● **Exercise directions**:
According to the quotations below, what are the three things named as the "Triple A's"?

● **Extract**:
The best chance to be whole
is to love whatever gets in the way,
until it ceases to be an obstacle.
Mark Nepo, The Book of Awakening
Gratitude welcomes what we are given. It doesn’t know any stories about how it should have been. To talk about gratitude is also to talk about what prevents gratitude, about resentment and bitterness. Resentment and bitterness are the residue that comes from dashed expectations. Since the world doesn’t fit our stories, there is a tension where I expected life to be more favorable to my hopes than it has been, or feel that the world has not bothered enough with me. That bitterness sticks in the body and the mind, so that the mind reruns its painful stories and the body stores them in awkwardness and discomfort.
John Tarrant, Practices of Gratitude.
The test of a psychologically mature person, and therefore spiritually mature, will be found in his or her capacity to handle what one might call the Triple A’s: anxiety, ambiguity and ambivalence. While all of us suffer these onslaughts and react reflexively, the immature psyche especially suffers a tension and seeks to resolve it quickly by a shift right or left to a one-sided solution. The more mature psyche is able to sustain the tension of opposites and contain conflict longer, thereby allowing the development and revelatory potential of the issue to emerge. Anxiety rises in the face of uncertainty, open-endedness. Ambiguity confounds the ego’s lust for security, to fix the world in a permanently knowable place. Ambivalence – the fact that the opposites are always present, visible or not – obliges one to deal with the capacity for dialogue with that other.
James Hollis, Creating a Life.
There can be bad weather and winds outside and similar storms and movement in our inner life. It is good to see them in a similar way: simply as stuff “passing through”. Sometimes, however, they can shake us out of our habitual patterns and bring us back to what is important.

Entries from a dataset

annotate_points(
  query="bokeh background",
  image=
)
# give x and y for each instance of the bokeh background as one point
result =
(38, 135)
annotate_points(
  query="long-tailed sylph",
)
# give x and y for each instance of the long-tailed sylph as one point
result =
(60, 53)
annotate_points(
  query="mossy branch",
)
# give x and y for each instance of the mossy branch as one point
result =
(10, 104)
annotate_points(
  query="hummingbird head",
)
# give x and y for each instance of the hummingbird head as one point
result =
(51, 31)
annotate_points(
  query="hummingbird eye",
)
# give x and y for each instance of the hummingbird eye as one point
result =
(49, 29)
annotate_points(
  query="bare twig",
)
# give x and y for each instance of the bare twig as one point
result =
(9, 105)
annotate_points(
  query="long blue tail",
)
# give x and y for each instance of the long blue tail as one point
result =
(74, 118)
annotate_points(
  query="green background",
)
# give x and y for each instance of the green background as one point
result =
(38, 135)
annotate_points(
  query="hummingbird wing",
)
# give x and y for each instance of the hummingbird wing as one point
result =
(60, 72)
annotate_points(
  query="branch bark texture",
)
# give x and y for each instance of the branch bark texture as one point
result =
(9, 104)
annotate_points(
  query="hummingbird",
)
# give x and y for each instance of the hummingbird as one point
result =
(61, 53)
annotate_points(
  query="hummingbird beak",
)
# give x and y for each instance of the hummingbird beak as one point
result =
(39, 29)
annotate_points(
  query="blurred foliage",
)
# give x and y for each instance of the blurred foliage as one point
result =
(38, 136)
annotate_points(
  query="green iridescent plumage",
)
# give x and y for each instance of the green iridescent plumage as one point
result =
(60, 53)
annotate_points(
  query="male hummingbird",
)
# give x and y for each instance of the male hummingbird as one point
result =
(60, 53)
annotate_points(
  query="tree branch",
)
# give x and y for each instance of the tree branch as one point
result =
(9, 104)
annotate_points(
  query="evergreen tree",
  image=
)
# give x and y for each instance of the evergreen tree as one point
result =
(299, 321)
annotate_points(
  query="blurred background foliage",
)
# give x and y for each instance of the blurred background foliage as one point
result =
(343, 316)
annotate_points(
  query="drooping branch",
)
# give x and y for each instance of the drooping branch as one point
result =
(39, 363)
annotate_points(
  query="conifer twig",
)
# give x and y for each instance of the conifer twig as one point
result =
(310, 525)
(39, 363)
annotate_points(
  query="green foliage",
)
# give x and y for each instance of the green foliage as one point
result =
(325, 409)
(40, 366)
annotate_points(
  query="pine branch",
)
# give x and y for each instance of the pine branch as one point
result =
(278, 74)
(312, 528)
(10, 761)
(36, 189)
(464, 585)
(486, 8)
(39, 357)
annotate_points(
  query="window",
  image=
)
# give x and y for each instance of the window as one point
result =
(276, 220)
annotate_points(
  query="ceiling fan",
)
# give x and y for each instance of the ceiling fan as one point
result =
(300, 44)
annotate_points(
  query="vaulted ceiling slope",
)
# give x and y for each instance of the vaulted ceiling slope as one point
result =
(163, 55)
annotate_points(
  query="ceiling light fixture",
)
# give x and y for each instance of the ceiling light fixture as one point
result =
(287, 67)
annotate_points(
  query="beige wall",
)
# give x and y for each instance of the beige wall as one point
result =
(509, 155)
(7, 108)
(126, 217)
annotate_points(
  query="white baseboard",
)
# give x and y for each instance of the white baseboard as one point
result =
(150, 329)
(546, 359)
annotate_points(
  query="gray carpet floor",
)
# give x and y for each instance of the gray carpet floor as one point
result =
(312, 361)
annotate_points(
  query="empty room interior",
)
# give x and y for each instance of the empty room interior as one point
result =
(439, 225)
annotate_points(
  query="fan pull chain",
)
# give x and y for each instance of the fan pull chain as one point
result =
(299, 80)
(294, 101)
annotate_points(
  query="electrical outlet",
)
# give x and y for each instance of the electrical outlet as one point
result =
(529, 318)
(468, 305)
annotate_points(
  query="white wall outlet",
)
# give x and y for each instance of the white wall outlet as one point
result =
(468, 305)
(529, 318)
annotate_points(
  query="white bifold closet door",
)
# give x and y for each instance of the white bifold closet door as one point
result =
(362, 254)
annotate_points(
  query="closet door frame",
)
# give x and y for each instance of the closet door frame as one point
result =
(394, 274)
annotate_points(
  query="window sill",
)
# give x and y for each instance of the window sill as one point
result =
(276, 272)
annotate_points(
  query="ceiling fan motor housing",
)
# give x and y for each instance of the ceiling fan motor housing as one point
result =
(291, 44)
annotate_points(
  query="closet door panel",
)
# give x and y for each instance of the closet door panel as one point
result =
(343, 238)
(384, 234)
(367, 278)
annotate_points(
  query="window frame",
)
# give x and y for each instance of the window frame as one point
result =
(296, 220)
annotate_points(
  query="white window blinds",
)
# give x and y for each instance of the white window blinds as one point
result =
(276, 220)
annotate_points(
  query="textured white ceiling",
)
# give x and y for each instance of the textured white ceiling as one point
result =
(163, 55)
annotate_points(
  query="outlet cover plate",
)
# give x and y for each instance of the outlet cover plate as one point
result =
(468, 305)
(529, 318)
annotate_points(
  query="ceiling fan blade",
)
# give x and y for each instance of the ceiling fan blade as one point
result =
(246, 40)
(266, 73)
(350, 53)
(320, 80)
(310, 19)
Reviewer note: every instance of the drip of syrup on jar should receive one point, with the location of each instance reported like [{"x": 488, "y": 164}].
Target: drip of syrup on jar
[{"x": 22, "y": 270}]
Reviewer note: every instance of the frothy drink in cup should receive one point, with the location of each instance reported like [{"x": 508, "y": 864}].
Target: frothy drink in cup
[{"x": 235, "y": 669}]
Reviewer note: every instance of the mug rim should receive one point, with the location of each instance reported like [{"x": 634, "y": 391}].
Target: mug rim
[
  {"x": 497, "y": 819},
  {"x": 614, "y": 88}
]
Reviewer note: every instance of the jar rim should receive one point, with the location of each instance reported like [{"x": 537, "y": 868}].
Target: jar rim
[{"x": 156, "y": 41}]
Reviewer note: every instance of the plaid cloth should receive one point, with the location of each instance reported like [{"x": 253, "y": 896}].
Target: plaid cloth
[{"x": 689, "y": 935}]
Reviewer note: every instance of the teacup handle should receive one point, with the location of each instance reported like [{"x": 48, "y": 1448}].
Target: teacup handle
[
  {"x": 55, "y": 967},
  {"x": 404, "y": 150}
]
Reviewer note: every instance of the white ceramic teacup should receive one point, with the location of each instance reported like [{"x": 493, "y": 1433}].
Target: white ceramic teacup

● **Complete answer**:
Anxiety, ambiguity and ambivalence.